Work to be completed: The required answer is an exact copy of the records below, without pictures.

──────── Data under study ────────

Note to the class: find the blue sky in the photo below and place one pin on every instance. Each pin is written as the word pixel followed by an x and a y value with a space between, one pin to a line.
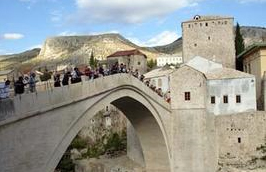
pixel 25 24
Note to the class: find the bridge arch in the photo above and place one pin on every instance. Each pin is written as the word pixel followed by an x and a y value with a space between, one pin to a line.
pixel 140 110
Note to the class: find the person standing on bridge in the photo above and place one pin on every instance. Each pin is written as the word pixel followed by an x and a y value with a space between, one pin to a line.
pixel 19 86
pixel 32 82
pixel 4 90
pixel 57 82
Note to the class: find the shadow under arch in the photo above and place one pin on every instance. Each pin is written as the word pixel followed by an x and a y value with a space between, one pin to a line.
pixel 145 119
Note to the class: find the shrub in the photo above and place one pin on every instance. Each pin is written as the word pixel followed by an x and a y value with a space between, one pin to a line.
pixel 78 143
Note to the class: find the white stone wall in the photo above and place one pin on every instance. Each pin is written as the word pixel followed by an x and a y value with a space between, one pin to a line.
pixel 210 38
pixel 245 87
pixel 187 79
pixel 163 60
pixel 164 80
pixel 133 62
pixel 250 128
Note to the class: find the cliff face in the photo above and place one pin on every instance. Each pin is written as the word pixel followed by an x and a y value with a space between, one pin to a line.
pixel 78 49
pixel 83 46
pixel 10 61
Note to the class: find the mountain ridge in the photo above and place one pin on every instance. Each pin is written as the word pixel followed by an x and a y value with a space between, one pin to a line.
pixel 67 48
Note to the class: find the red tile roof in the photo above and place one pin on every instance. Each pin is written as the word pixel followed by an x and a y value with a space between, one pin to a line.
pixel 127 53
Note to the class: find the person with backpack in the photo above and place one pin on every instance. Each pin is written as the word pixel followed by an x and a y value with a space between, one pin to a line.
pixel 66 78
pixel 19 86
pixel 32 82
pixel 4 90
pixel 57 82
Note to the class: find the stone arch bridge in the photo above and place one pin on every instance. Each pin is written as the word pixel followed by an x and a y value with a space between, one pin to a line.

────────

Exercise solution:
Note to the class: find the blue sky in the photo below and place one pin on every instance. Each pin is written as the word pixel followed by an x and a y value with a space between, one pin to a line.
pixel 25 24
Note to the class: find the bridge arch in the photo above and place one pin on every instance. Each pin is written as the word pixel followed by an x and a y value with a space between, one pin to a line.
pixel 140 110
Note to the class: find the person standing on bridge in the photo above and place one pin on every instance. Each pin is written as the word pixel followed by an x and a y value with a space between, one pin to a line.
pixel 19 86
pixel 32 82
pixel 4 90
pixel 57 82
Note to the class: find the shadow under arch in the photo above and place one pin on every instance. Each pin is written as the word pixel followed by an x and a y value with a space between, one pin to a line.
pixel 145 119
Note to the class: find the shrub in the photo above and place one pin on every instance. Each pin is written as the word pixel followed by an x and a y value with a space between, one pin to a line.
pixel 78 143
Note to the class: find the white stone wall in the photo above and place one pin on every instance. Each pin is written as the word pixel followed by an x and a y value with a space between, one pin to a line.
pixel 210 38
pixel 245 87
pixel 187 79
pixel 163 60
pixel 164 80
pixel 133 62
pixel 250 128
Note to the class: find the cliff face in the photo above and place one pin on every instance. Each pin is written as the word pixel followed by an x and a y value with a space between, one pin to a line.
pixel 78 49
pixel 83 46
pixel 10 61
Note to the class: find the mountain ridge in the photo above and place one pin on every instance. Each pin is written as the word pixel followed by an x and a y value with a space between, one pin to a line.
pixel 67 48
Note to the class: find the red tile roof in the photo above and place one pin on every instance. Each pin is written as the word pixel followed by an x and a y value with a space between, one pin to a line.
pixel 127 53
Note to the class: find the person with backpack in the photo above and place one pin on every instance. Each pin is written as the word pixel followed by an x and a y value with a space between, one pin to a line.
pixel 66 78
pixel 19 86
pixel 32 82
pixel 4 90
pixel 57 82
Note to the class: find the stone arch bridge in the photo above and place one pin on every instance. Each pin is written as the word pixel followed by an x and a y value with a space between, one pin to a line.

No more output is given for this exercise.